>> BEGIN PROVIDED MATERIAL
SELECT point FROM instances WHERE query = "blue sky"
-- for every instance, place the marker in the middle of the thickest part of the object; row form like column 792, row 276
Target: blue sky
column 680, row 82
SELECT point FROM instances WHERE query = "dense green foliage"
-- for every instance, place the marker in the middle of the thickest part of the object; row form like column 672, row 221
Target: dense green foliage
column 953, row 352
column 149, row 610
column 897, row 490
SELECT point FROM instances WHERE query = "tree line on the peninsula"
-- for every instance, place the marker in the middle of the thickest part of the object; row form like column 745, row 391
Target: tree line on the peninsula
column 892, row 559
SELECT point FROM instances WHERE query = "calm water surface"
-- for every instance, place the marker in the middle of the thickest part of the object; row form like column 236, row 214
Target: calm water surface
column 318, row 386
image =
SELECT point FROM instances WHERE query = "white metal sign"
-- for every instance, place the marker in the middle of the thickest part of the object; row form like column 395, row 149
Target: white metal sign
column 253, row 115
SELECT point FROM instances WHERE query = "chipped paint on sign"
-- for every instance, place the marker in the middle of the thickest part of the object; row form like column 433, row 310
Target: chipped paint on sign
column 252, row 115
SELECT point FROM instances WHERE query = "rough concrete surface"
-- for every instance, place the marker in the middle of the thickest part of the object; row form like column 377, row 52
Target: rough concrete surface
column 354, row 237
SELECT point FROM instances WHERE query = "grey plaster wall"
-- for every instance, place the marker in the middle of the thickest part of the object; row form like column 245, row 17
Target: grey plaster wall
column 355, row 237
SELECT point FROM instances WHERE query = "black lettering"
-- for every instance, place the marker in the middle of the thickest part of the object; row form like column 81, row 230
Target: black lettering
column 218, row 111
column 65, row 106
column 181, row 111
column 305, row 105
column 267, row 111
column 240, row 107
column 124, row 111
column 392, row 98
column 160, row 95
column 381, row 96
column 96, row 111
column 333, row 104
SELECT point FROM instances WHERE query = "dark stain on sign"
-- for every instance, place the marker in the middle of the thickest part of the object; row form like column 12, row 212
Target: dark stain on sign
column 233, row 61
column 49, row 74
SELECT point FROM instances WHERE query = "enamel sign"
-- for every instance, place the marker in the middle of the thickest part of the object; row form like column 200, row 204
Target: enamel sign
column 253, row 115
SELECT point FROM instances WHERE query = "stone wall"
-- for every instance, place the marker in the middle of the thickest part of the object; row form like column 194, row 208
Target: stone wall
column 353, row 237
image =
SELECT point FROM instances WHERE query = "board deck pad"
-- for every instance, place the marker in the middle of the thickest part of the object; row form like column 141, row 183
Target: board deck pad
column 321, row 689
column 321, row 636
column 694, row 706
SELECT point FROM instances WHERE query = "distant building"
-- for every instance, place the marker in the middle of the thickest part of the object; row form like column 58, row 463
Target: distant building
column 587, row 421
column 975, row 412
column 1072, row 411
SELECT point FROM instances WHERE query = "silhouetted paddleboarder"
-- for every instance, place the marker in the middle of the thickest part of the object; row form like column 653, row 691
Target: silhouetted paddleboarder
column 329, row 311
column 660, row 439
>> END PROVIDED MATERIAL
Rename every "Target" in the listing above to "Object" and write out the whole listing again, leaving everything else unchanged.

SELECT point FROM instances WHERE query = "blue sky"
-- for every instance, place the marker in the middle of the thickest part of the object; row form like column 792, row 276
Object: blue sky
column 680, row 82
SELECT point FROM instances WHERE query = "dense green foliage"
-- for every instance, place the marker in the middle of the thickest part of the object; row form like column 672, row 221
Object: dense green foliage
column 953, row 352
column 149, row 610
column 897, row 490
SELECT point FROM instances WHERE query = "tree line on the peninsula"
-- for every instance, place the marker in the middle of the thickest part of the object; row form like column 745, row 391
Object: tree line on the peninsula
column 892, row 559
SELECT point FROM instances WHERE query = "calm water surface"
-- for every instance, place the marker in the middle of the thickest part of the object; row form like column 236, row 214
Object: calm water surface
column 318, row 386
image =
SELECT point FROM instances WHERE query = "white metal sign"
-- for every instance, place the marker in the middle of the thickest part of the object; row form like column 395, row 149
Object: white metal sign
column 253, row 115
SELECT point FROM instances WHERE query = "chipped paint on sign"
-- for every instance, place the marker in the middle of the thickest part of the object; row form like column 433, row 310
Object: chipped paint on sign
column 252, row 115
SELECT point FROM instances WHERE query = "rough concrete surface"
-- for every instance, place the marker in the middle of the thickest part of the object; row form like column 377, row 52
Object: rough concrete surface
column 354, row 237
SELECT point FROM instances WHERE query = "grey plaster wall"
-- for every instance, place the marker in the middle of the thickest part of the object; row form like column 245, row 17
Object: grey plaster wall
column 355, row 237
SELECT point FROM instances WHERE query = "black lettering"
-- for every instance, place the marker in the middle of the thickest part of the object; row form like column 81, row 230
Object: black lettering
column 218, row 111
column 65, row 106
column 181, row 111
column 305, row 105
column 267, row 111
column 240, row 107
column 124, row 111
column 392, row 98
column 160, row 95
column 381, row 96
column 96, row 111
column 333, row 104
SELECT point FROM instances WHERE query = "dark stain on sign"
-- for every instance, place the marker in the middle of the thickest part of the object; row form like column 12, row 212
Object: dark stain on sign
column 233, row 61
column 49, row 74
SELECT point FROM instances WHERE query = "enamel sign"
-- for every instance, place the marker in the middle of the thickest part of the object; row form like column 200, row 204
Object: enamel sign
column 253, row 115
SELECT point FROM instances WHERE query = "stone wall"
-- for every instance, place the marker in the middle of the thickest part of the object; row form like column 194, row 208
Object: stone wall
column 353, row 237
image =
SELECT point FROM instances WHERE query = "board deck pad"
-- for every instance, place the marker in the middle of the thickest part of the object; row form like column 141, row 183
Object: board deck pad
column 321, row 689
column 321, row 636
column 694, row 706
SELECT point FROM instances WHERE query = "distant building"
-- for every instance, place the marker in the middle of the thickest part of the object; row form like column 58, row 463
Object: distant building
column 587, row 421
column 975, row 412
column 1072, row 411
SELECT point FROM instances WHERE query = "silhouetted paddleboarder"
-- for every instance, place the marker in the middle of the thickest part of the object; row form like column 653, row 691
Object: silhouetted paddleboarder
column 329, row 311
column 660, row 439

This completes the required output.